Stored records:
== == ==

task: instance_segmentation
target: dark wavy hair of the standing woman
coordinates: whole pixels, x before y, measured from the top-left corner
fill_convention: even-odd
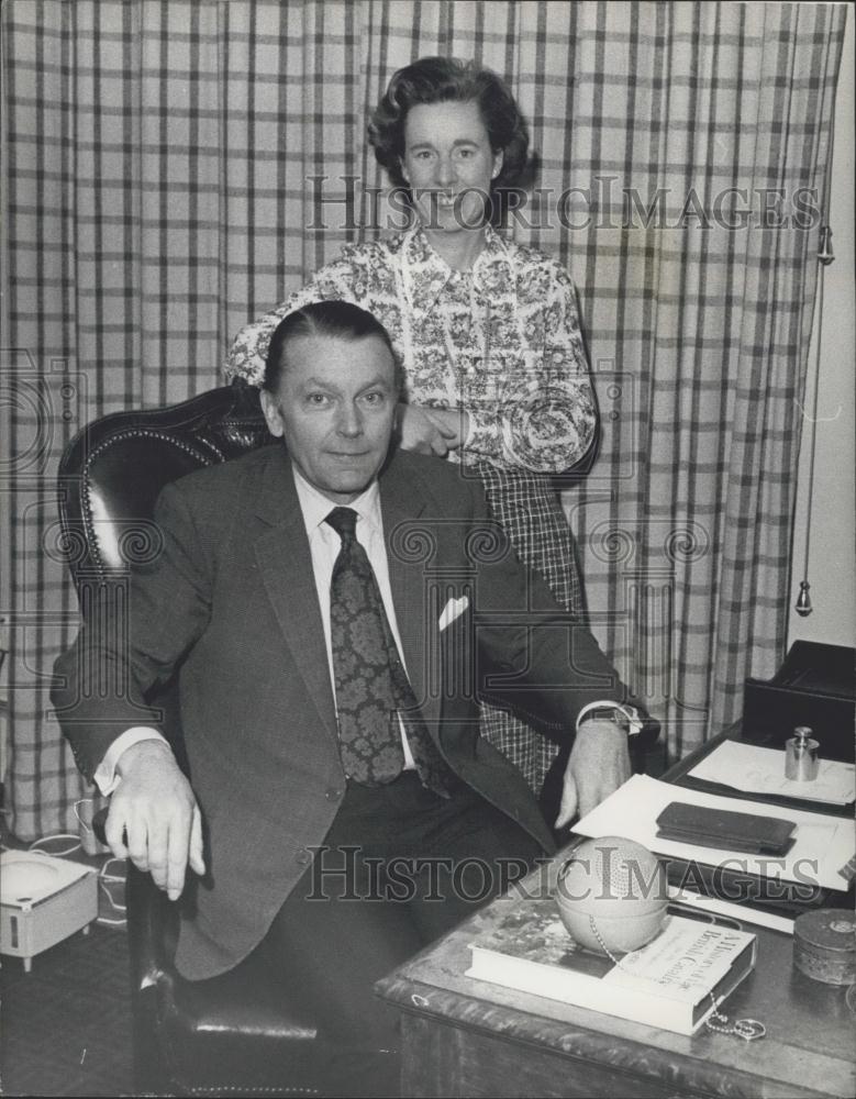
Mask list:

== == ==

● **Task goal**: Exactly as written, print each entry, leaving all pictures out.

● **Written answer**:
task: instance_segmentation
target: dark wavy hair of the standing woman
coordinates: whole pixels, x before y, measured from the top-left corner
fill_convention: even-odd
Mask list:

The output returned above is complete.